==== RECORD LIST ====
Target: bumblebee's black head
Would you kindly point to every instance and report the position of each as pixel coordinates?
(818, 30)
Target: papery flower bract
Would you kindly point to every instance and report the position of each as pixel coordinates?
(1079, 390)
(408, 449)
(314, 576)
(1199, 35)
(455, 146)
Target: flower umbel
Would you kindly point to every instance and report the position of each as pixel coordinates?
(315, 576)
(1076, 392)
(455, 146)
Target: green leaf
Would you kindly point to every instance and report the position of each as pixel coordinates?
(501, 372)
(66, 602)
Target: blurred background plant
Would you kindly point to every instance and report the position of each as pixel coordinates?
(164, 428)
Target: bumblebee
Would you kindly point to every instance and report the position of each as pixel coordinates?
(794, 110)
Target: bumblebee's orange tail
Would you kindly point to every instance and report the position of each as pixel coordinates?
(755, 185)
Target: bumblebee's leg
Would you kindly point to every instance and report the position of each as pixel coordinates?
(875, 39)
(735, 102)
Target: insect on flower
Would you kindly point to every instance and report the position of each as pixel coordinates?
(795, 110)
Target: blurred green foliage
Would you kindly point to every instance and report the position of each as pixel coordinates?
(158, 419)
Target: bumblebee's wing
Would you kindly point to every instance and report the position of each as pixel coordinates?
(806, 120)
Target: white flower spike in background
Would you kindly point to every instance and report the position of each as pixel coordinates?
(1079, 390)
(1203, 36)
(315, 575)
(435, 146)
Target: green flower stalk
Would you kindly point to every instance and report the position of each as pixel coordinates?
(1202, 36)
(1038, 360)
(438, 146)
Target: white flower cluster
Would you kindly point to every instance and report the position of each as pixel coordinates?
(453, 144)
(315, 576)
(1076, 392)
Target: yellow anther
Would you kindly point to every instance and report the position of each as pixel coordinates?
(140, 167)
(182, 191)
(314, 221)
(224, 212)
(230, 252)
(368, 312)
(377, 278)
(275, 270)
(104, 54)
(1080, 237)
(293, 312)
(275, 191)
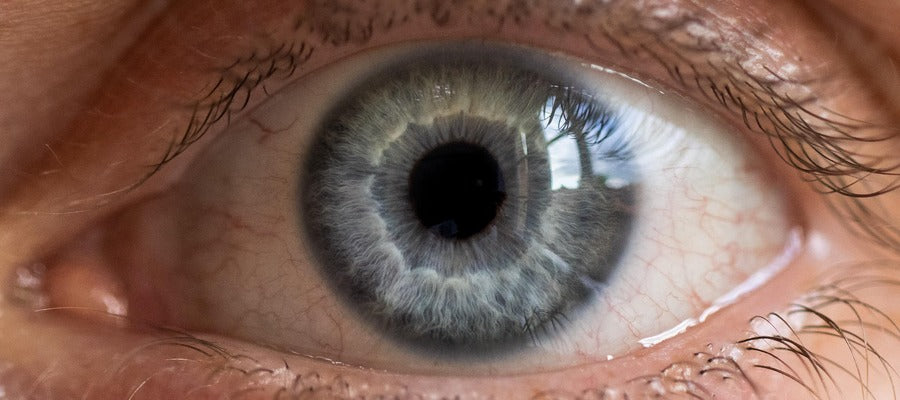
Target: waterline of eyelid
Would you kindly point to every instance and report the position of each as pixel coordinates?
(757, 279)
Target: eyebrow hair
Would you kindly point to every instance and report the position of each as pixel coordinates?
(682, 43)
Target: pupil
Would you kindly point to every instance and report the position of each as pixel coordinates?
(456, 189)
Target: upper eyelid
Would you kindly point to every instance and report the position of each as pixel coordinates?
(804, 138)
(167, 77)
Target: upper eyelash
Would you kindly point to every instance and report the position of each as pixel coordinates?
(801, 137)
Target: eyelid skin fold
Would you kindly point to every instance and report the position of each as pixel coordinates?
(205, 55)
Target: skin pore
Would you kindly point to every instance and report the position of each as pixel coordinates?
(106, 104)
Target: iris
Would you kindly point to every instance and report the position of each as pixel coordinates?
(463, 201)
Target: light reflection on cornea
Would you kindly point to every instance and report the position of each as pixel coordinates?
(760, 277)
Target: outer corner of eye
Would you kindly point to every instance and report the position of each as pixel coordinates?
(457, 204)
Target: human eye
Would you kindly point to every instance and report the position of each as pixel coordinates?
(207, 188)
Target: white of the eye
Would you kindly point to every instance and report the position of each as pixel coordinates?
(262, 289)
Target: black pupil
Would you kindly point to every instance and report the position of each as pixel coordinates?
(456, 189)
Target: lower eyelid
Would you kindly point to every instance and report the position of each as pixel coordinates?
(597, 380)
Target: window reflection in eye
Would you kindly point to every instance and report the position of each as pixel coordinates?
(321, 290)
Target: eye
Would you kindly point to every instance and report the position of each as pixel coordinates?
(512, 206)
(457, 204)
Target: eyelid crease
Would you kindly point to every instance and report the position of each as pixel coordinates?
(818, 142)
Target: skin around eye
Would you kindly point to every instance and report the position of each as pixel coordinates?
(247, 265)
(65, 339)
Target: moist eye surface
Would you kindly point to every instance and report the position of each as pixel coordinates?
(468, 201)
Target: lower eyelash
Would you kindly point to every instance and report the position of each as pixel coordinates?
(777, 347)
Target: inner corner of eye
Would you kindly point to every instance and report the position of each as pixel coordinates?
(475, 203)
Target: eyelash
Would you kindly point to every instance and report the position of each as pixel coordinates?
(799, 135)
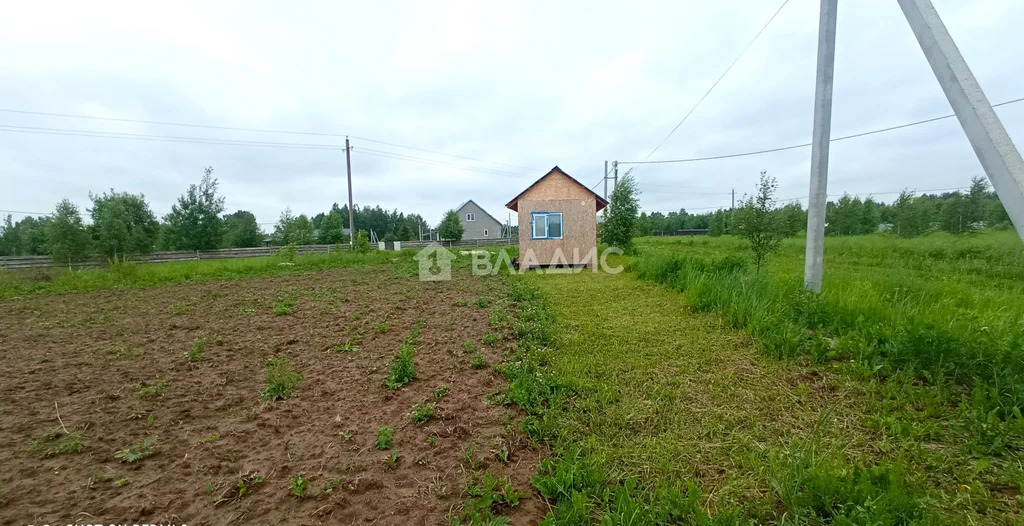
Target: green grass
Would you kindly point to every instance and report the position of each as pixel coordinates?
(17, 282)
(658, 412)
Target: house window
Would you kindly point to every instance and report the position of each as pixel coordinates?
(547, 225)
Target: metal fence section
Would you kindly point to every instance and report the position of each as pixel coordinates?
(15, 262)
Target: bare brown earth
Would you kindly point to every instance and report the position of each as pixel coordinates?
(90, 352)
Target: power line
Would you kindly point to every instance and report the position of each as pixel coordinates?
(782, 148)
(726, 72)
(256, 130)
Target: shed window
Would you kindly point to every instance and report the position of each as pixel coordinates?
(547, 225)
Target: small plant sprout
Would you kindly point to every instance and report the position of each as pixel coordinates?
(350, 345)
(154, 390)
(195, 353)
(402, 369)
(422, 413)
(391, 462)
(285, 303)
(281, 379)
(57, 442)
(138, 450)
(299, 485)
(383, 438)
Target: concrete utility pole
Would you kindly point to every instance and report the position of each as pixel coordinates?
(991, 143)
(814, 256)
(351, 214)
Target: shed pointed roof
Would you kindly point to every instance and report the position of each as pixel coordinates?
(514, 204)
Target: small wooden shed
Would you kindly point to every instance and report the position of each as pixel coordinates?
(557, 221)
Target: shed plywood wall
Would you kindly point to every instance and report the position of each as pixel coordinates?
(579, 226)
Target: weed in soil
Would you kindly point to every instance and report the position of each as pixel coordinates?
(402, 369)
(281, 379)
(422, 413)
(154, 390)
(299, 486)
(57, 442)
(195, 353)
(383, 438)
(135, 452)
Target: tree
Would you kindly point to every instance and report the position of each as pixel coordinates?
(624, 211)
(451, 228)
(302, 230)
(793, 219)
(757, 222)
(332, 228)
(67, 238)
(241, 230)
(911, 216)
(122, 224)
(195, 220)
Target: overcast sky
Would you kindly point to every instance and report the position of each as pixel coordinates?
(523, 86)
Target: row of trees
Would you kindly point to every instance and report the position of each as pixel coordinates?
(909, 215)
(123, 224)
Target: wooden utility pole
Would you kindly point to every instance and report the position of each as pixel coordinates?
(351, 214)
(814, 256)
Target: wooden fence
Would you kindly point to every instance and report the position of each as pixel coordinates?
(14, 262)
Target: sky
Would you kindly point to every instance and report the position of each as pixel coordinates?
(446, 101)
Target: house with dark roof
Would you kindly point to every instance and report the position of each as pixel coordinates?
(557, 221)
(477, 223)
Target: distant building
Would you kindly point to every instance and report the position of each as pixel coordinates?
(557, 220)
(477, 223)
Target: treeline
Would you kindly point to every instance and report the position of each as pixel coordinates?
(908, 216)
(123, 224)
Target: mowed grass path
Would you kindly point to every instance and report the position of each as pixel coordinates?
(670, 396)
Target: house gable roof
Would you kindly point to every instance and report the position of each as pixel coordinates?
(514, 204)
(479, 207)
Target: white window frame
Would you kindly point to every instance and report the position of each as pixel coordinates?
(543, 216)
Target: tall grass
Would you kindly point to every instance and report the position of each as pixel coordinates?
(941, 310)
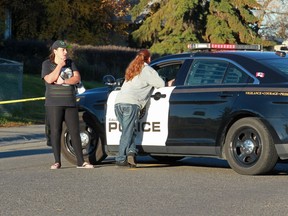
====
SET EXERCISE -
Rewrite the lines from the one holding "Target: treeline" through the end of the entries, inclusive, putting "pitched roof" in place of "gable roof" and keeping everything else the same. Leave the pictures out of your answer.

WRITTEN ANSWER -
Target: treeline
Would you kindly point to every instance and report the position of each as pixel coordinates?
(908, 216)
(123, 224)
Target: mowed grass path
Would you kindly point to every instance and report the position of each as pixel coordinates?
(670, 396)
Target: house pitched roof
Would you kindly point to every instance and report the position of each as pixel coordinates?
(514, 204)
(479, 207)
Target: white window frame
Would you kindly point to every instance and report the position of each as pixel coordinates?
(543, 216)
Target: tall grass
Would you kindly point to every instance and report the position of each as pixel coordinates?
(941, 310)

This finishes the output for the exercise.